> Passage to read:
— start —

THE FIRST OBLIGATION is declaring the two testimonies of faith and worshipping Allāh upon Tawḥīd. This opposes the claim of the people of speculative theology (Ahl al-Kalām) that the first obligation is rationally proving Allāḥ’s existence, or starting from a position of doubt about Allāh’s existence and subsequently removing the doubt through rational investigation to establish His existence. This is futile because affirmation of a creator is innate and rooted in original disposition (fiṭrah) and is necessary (ḍarūriyy), meaning, not in need of observation and deduction or in need of the physical senses for it to be attained.

There is innate knowledge and acquired knowledge. The former does not require any observation and analysis and is known intuitively, immediately. The second is acquired through the physical senses, through observation and analysis. Examples of the first are that a thing cannot be in two places at the same time, or exist and not exist at the same time, or the knowledge that the whole is greater than the part. These are rudimentaries, rooted in innated disposition and intuition, and provide the foundational basis for the intellect and its activity. Examples of the second are locating the direction of the qiblah, or determining the cause of an effect (in the study of creation), or the knowledge of whether the earth is stationary or in motion, or discovering that three is one-eighth of 24 and so on.

The knowledge that the world has a Maker and Creator is innate, intuitive knowledge, it is rooted in the fiṭrah, and every child is born upon this.

As such the first obligation in Islām is not to prove the existence of a Creator, but to declare the two testimonies (shahādatān), which are that none is to be worshipped but Allāh and He is not worshipped except through what He legislated through His Messenger (صلى الله عليه وسلم).

— end —

> Material:
— start —

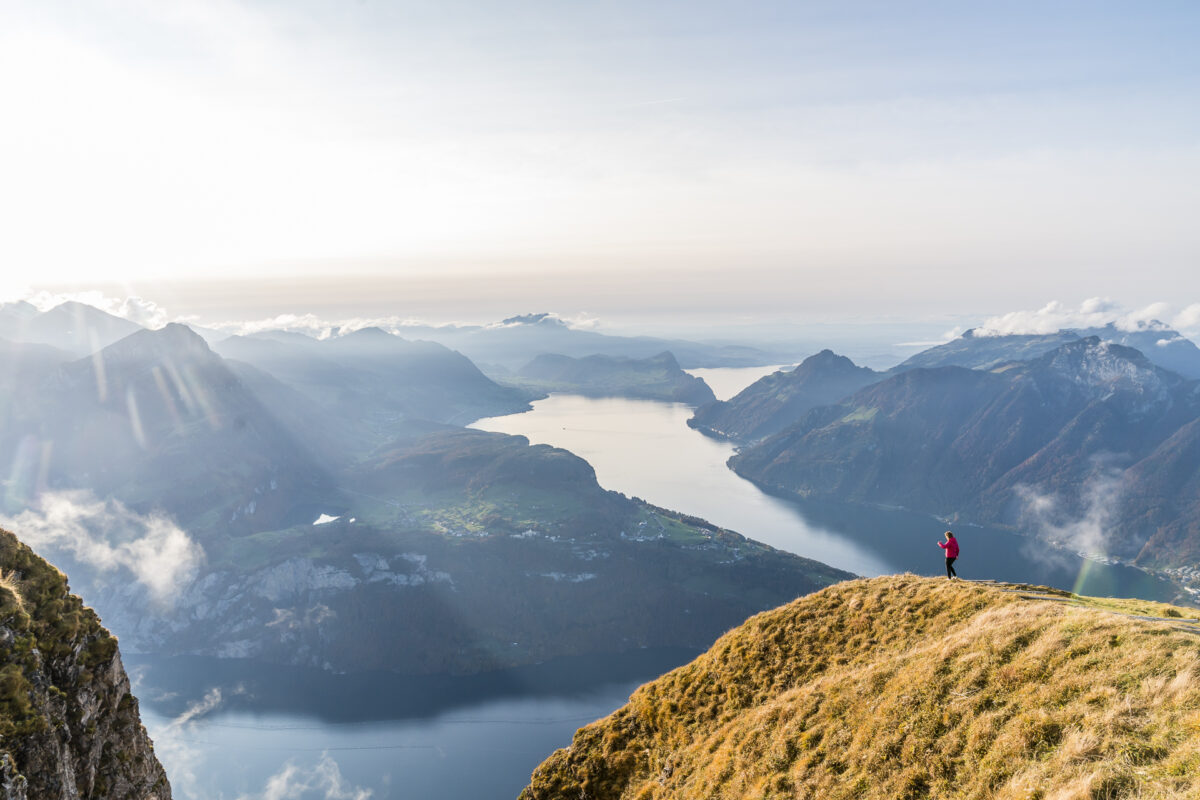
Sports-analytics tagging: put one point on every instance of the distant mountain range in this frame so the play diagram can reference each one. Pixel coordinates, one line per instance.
(515, 341)
(783, 398)
(1090, 431)
(76, 328)
(1162, 346)
(439, 548)
(379, 379)
(601, 376)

— end —

> Written problem: Carry on the passage about the first obligation in Islām from its final sentence, in the same tone.

> The result:
Ibn Taymiyyah (رحمه الله):[1]

The Prophet (صلى الله عليه وسلم) did not invite anyone from the creation to observation (as a starting point for īmān), and nor to mere affirmation of a Creator Rather, the first of what he called them to was the shahādatān, he commanded his Companions with that. And this is from what the leading imāms in religion and scholars of the Muslims are united upon.

Ibn Taymiyyah (رحمه الله) said:[2]

The Salaf and the leading scholars are agreed that the first of that which the servants are commanded with are the Shahādatān, and that whoever does that before maturity is not commanded to renew them following maturity.

Ibn al-Qayyim (رحمه الله) said:[3]

Tawḥīd is the first of that by which Islām is entered into and the last of that by which the world is departed from.

Ibn Kathīr (رحمه الله) said:[4]

The first obligation upon the servants is to know that there is none worthy of worship but Allāh alone, without any partners.

Shaykh Muḥammad bin Abd al-Wahhāb (رحمه الله) said:[5]

“Know that Allāh obligated knowledge of the testimony of (لا إله إلا الله) before the obligation of prayer and fasting. That a servant investigates the meaning of [the kalimah] is greater (in obligation) than the obligation of his investigation of [the rulings of] prayer and fasting, and the unlawfulness of shirk and believing in the ṭāghūt is greater than the unlawfulness of marrying mothers and aunties.

Shaykh al-Fawzān (رحمه الله) said:[6]

The first obligation upon the servants is the worship of Allāh. As for knowing Him, then they know Him through the fiṭrah, the intellects, creational evidences and Qurʾānic evidences.



Footnotes
1. Darʾ al-Taʿārud (8/6).
2. Darʾ al-Taʿāruḍ (8/11).
3. Zād al-Maʿād (2/22).
4. Tafsīr al-Qurʾān al-Aẓīm (5/277).
5. Al-Durar al-Saniyyah (2/121).
6. Sharḥ al-Durrah al-Maḍiyyah (p. 73).